++++ DATA PROVIDED ++++
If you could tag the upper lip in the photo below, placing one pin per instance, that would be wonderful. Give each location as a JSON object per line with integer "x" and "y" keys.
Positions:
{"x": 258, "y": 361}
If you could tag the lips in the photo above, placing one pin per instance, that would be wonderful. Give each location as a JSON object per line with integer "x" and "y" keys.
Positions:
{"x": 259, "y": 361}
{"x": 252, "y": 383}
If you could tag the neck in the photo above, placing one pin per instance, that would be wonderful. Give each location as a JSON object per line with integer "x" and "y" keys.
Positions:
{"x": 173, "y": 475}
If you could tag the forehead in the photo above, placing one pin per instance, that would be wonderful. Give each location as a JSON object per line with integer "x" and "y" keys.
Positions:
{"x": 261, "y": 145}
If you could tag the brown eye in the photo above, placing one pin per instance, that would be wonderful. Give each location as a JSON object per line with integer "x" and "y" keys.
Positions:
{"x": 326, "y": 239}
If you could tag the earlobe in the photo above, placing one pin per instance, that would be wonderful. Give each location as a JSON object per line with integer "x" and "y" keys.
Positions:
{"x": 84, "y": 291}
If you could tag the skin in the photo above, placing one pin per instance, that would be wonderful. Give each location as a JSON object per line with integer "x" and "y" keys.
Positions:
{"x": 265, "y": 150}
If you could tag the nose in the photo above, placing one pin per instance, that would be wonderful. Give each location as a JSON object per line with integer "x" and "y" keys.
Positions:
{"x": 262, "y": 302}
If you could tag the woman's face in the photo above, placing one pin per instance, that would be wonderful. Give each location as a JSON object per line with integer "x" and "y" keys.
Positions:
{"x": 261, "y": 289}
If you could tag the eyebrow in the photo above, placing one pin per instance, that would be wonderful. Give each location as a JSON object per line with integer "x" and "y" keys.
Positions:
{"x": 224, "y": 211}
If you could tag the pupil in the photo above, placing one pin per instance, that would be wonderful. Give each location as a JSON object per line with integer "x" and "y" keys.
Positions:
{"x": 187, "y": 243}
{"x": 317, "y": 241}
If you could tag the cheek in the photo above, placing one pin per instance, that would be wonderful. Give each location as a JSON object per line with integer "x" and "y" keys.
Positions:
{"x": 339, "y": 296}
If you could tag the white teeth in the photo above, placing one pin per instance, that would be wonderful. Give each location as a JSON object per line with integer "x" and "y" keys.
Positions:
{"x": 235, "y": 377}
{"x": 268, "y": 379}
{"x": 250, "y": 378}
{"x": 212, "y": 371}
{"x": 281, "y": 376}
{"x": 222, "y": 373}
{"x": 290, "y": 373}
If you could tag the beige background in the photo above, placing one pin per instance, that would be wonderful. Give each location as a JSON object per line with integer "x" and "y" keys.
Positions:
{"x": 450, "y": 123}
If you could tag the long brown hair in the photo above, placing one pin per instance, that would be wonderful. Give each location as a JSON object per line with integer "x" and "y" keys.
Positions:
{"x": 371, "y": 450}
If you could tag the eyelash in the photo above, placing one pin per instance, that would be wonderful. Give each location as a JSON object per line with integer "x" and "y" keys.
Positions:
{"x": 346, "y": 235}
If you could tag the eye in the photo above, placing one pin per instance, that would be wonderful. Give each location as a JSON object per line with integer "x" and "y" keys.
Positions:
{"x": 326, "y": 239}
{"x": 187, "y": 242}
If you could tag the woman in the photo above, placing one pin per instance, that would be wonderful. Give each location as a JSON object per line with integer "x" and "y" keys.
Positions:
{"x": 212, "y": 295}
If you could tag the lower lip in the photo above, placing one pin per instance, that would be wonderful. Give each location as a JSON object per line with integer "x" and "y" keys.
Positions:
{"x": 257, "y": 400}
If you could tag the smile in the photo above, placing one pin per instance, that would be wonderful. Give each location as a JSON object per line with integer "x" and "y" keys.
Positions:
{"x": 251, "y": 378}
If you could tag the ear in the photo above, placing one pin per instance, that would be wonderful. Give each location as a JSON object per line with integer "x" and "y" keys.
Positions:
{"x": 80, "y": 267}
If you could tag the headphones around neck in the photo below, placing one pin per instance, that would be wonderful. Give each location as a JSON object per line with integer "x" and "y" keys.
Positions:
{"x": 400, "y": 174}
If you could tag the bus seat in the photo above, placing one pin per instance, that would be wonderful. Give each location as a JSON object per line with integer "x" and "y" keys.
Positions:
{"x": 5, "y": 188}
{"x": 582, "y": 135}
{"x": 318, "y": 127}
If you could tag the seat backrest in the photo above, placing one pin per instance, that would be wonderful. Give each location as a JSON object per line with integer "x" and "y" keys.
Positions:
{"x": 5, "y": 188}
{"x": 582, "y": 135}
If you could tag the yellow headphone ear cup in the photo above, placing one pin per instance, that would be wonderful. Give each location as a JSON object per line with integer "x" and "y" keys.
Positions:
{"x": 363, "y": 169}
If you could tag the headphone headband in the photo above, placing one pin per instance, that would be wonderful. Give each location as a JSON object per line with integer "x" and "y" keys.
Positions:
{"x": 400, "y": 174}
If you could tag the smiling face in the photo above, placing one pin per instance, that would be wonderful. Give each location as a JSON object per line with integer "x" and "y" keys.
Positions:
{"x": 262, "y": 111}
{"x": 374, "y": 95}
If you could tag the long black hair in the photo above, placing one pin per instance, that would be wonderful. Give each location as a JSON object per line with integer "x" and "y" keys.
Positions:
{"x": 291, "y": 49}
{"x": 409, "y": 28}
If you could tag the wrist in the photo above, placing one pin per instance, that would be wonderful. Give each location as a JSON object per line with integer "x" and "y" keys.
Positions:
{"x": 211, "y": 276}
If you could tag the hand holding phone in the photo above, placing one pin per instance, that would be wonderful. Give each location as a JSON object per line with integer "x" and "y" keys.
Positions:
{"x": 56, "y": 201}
++++
** GOAL OF THE EXERCISE **
Include both ends. Return the line holding "If you could tag the smiling" and all lines after it in the records above, exactly as written.

** FINISHED TASK **
If you could tag the smiling face in the photo above, placing one pin per instance, that would be wonderful. Give each location as a JSON object per line with integer "x" and "y" keys.
Positions:
{"x": 262, "y": 111}
{"x": 374, "y": 95}
If you could tag the long black hair in the photo above, placing one pin per instance, that would be wonderful. Give each location as a JSON object per line with integer "x" and "y" keys.
Positions:
{"x": 291, "y": 49}
{"x": 409, "y": 28}
If you could tag the wrist in the photo above, placing one pin per instance, that would be wonderful. Give each location as a JSON object per line with integer "x" and "y" keys.
Positions:
{"x": 211, "y": 276}
If you could tag the hand holding phone in the photo above, placing one pin per instance, that would be wonderful. Give each location as a JSON object per line with integer "x" and "y" keys.
Positions:
{"x": 56, "y": 201}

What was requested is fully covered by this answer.